===== STORED RECORDS

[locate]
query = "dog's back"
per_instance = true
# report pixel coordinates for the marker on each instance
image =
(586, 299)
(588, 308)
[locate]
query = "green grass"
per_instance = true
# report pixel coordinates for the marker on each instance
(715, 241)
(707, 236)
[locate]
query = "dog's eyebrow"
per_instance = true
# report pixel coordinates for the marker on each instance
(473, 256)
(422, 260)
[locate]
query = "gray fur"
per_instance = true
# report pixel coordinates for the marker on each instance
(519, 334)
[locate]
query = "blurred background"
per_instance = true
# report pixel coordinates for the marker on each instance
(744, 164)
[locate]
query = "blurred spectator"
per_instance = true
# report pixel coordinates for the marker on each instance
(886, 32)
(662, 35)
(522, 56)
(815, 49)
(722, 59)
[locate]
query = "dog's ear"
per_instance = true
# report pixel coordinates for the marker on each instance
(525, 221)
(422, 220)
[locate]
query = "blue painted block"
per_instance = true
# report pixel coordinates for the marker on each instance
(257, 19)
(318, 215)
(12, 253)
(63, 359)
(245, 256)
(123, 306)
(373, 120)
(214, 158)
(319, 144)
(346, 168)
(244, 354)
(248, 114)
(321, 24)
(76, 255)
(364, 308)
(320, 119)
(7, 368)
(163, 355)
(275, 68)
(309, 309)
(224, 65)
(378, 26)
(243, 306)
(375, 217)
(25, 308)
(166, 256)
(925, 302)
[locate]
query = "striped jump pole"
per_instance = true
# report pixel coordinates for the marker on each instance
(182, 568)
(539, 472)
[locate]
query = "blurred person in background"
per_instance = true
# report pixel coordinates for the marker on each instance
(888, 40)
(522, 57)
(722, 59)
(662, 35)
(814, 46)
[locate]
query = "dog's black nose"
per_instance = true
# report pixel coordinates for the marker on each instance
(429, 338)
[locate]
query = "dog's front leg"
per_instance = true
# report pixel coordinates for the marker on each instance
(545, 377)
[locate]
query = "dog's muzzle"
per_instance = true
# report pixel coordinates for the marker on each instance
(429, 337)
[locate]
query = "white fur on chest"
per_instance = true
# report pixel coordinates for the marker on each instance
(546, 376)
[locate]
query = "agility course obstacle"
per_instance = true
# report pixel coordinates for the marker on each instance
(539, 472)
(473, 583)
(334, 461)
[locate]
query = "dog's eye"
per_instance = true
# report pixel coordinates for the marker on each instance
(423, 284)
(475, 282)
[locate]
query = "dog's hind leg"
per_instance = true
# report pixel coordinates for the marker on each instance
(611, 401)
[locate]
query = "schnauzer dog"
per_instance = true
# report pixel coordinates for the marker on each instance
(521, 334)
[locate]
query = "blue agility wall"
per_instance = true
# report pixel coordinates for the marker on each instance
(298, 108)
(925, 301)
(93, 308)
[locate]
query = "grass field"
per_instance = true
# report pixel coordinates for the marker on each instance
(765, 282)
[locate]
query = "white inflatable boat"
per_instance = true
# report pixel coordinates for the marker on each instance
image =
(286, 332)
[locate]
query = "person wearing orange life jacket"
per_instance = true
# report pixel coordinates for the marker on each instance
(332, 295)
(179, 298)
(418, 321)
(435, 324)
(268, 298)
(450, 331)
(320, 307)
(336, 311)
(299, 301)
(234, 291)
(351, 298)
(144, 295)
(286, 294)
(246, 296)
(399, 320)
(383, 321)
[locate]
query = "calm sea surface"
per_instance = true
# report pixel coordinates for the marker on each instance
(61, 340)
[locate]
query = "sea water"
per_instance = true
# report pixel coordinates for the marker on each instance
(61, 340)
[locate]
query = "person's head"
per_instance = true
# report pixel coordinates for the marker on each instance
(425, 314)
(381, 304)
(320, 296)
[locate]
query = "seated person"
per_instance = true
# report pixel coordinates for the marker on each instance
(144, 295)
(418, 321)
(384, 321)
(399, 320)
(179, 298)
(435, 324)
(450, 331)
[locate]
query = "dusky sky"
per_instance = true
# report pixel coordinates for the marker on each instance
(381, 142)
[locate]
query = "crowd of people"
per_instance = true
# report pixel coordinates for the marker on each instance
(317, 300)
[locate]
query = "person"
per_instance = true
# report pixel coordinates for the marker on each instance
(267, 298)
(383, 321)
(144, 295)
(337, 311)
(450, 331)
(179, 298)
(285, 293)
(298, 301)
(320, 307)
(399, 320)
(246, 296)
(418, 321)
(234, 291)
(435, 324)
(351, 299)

==========

CHALLENGE - Go through the data and return every record exactly.

FINAL RESULT -
[locate]
query = "dog's back"
per_instance = true
# report pixel coordinates for the marker on each instance
image =
(586, 299)
(588, 308)
[locate]
query = "green grass"
per_instance = true
# report pixel coordinates for the marker on each instance
(715, 241)
(707, 236)
[locate]
query = "dog's eyebrow"
per_instance = true
# report pixel coordinates for the marker on each instance
(473, 256)
(422, 260)
[locate]
query = "gray fur"
per_instance = true
# report pixel coordinates for the marker on each instance
(519, 334)
[locate]
query = "blurred background"
per_instance = true
# report pixel coordinates for the marker on each instance
(744, 164)
[locate]
query = "blurred spectator"
per_instance = true
# report pixel coordinates for the marker on each instance
(886, 32)
(662, 35)
(522, 56)
(815, 49)
(722, 59)
[locate]
query = "dog's ear"
per_instance = true
# report pixel coordinates for the marker on each instance
(525, 221)
(422, 220)
[locate]
query = "blue painted block"
per_instance = true
# report pixel coordinates for the marker on each instance
(257, 19)
(318, 215)
(12, 253)
(63, 359)
(245, 256)
(123, 306)
(373, 120)
(214, 158)
(319, 144)
(346, 168)
(244, 354)
(248, 114)
(321, 24)
(76, 255)
(364, 308)
(320, 119)
(7, 368)
(163, 355)
(275, 68)
(309, 309)
(224, 65)
(378, 26)
(243, 306)
(375, 217)
(25, 308)
(166, 256)
(925, 302)
[locate]
query = "striped jump pole"
per_instance = true
# report pixel coordinates for the marker on each instance
(182, 568)
(539, 472)
[locate]
query = "blurred person in background"
per_instance = true
# report pixel coordinates for the marker on each instance
(888, 40)
(522, 57)
(722, 59)
(662, 35)
(814, 46)
[locate]
query = "dog's black nose"
per_instance = true
# report pixel coordinates for the marker on each instance
(429, 338)
[locate]
query = "dog's front leg"
per_instance = true
# report pixel coordinates for the marker on each instance
(545, 377)
[locate]
query = "dog's muzzle"
per_instance = true
# report pixel coordinates for the marker on each instance
(429, 337)
[locate]
query = "white fur on chest"
per_instance = true
# report pixel coordinates for the marker on each instance
(546, 376)
[locate]
query = "agility course obstacle"
per_instance = true
# report pixel coordinates for the marker on each instance
(539, 472)
(473, 583)
(334, 461)
[locate]
query = "dog's eye"
per_instance = true
# report pixel coordinates for the marker on each instance
(423, 284)
(475, 282)
[locate]
query = "dog's hind leg"
per_instance = true
# report pixel coordinates for the marker on each instance
(611, 401)
[locate]
query = "schnauzer dog"
per_instance = true
# report pixel coordinates for the marker on each instance
(521, 334)
[locate]
query = "blue agility wall"
per_instance = true
# report pixel coordinates for the marker on each instance
(298, 108)
(925, 301)
(93, 308)
[locate]
query = "grass field"
per_instance = true
# report pixel coordinates for the marker on each instance
(765, 282)
[locate]
query = "white inflatable boat"
per_instance = true
# report pixel coordinates for the marker on each instance
image =
(286, 332)
[locate]
query = "person wearing orange life jacket"
per_instance = true
# report pixel coordinates for the marker on each instance
(332, 295)
(179, 298)
(418, 321)
(435, 324)
(268, 298)
(450, 331)
(320, 307)
(336, 311)
(299, 301)
(234, 291)
(351, 298)
(144, 295)
(286, 294)
(246, 296)
(399, 320)
(383, 321)
[locate]
query = "calm sea surface"
per_instance = true
# report pixel coordinates for the marker on each instance
(61, 340)
[locate]
query = "sea water"
per_instance = true
# report pixel coordinates for the marker on each instance
(61, 340)
[locate]
query = "person's head"
per_instance = true
# report pixel coordinates for the marker on each instance
(425, 314)
(381, 304)
(320, 296)
[locate]
query = "seated person"
per_instance = true
# report pixel coordinates for the marker on each instance
(144, 295)
(418, 321)
(384, 321)
(399, 320)
(179, 298)
(435, 324)
(450, 331)
[locate]
query = "dusky sky"
per_instance = true
# report pixel coordinates for the marker on each instance
(381, 142)
[locate]
query = "crowd of people"
per_instance = true
# report pixel coordinates for the marker on each instance
(317, 300)
[locate]
query = "person"
per_instance = true
# report pixel coordinates for the marker on each instance
(267, 298)
(383, 321)
(144, 295)
(337, 311)
(450, 331)
(179, 298)
(285, 293)
(298, 301)
(320, 307)
(399, 320)
(246, 296)
(418, 321)
(234, 291)
(435, 324)
(351, 299)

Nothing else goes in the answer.